What to do ▸
Every entry must appear in the answer exactly as written.

Input ▸
=== Section Start ===
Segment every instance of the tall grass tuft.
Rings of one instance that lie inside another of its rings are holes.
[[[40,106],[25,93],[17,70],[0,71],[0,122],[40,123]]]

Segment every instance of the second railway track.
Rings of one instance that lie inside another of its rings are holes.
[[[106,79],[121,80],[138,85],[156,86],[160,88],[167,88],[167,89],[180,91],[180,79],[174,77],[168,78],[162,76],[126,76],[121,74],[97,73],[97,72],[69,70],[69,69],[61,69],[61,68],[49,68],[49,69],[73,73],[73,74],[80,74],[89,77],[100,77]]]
=== Section End ===
Result of the task ▸
Segment every instance of the tall grass tuft.
Rings of one instance that lie inside another of its rings are holes.
[[[40,106],[25,93],[17,70],[0,71],[0,122],[40,123]]]

Segment every instance of the second railway track.
Rings of one instance that lie inside another of its rings are holes.
[[[106,79],[121,80],[138,85],[156,86],[160,88],[167,88],[167,89],[180,91],[180,79],[174,77],[168,78],[162,76],[126,76],[121,74],[97,73],[97,72],[69,70],[69,69],[61,69],[61,68],[49,68],[49,69],[73,73],[73,74],[80,74],[89,77],[100,77]]]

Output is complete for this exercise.